━━ AVAILABLE RECORDS

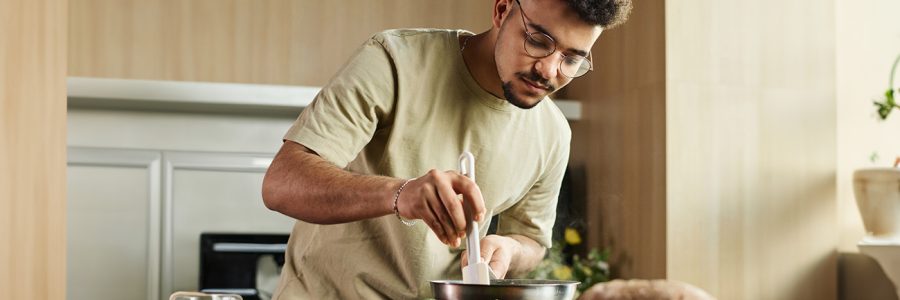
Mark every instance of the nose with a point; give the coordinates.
(548, 67)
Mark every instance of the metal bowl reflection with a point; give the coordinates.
(504, 289)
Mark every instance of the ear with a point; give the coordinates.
(500, 12)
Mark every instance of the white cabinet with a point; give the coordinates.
(113, 224)
(135, 216)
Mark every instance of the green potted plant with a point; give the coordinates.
(889, 103)
(559, 264)
(877, 193)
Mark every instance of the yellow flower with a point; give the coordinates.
(572, 237)
(562, 273)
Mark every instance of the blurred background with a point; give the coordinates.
(714, 143)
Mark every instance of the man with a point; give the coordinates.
(359, 167)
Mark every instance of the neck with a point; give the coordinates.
(478, 55)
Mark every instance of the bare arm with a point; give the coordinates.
(302, 185)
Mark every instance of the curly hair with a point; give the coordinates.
(606, 13)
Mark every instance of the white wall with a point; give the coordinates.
(751, 147)
(868, 41)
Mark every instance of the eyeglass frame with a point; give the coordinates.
(553, 41)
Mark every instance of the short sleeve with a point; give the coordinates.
(345, 114)
(535, 214)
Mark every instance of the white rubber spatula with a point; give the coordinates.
(478, 271)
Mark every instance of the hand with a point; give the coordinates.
(433, 199)
(497, 251)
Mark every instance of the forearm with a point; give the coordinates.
(304, 186)
(528, 255)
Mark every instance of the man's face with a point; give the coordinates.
(526, 79)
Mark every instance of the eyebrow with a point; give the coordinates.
(547, 32)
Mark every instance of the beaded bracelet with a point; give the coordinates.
(396, 210)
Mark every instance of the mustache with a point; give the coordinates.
(537, 78)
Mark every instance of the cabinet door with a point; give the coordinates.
(113, 224)
(211, 192)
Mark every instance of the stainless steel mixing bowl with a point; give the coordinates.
(505, 289)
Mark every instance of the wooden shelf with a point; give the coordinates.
(207, 97)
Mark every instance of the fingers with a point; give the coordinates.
(433, 199)
(495, 253)
(447, 233)
(454, 209)
(471, 195)
(495, 258)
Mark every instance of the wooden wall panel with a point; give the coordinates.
(32, 149)
(751, 148)
(621, 143)
(294, 42)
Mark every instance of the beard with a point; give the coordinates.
(513, 99)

━━━━

• TASK REQUIREMENTS: Reproduce exactly the lines from the one containing "Mark every instance of the beard" through the last line of the records, both included, and nothing else.

• ANSWER TO THE PROBLEM:
Mark every instance of the beard with a point; give the coordinates.
(513, 99)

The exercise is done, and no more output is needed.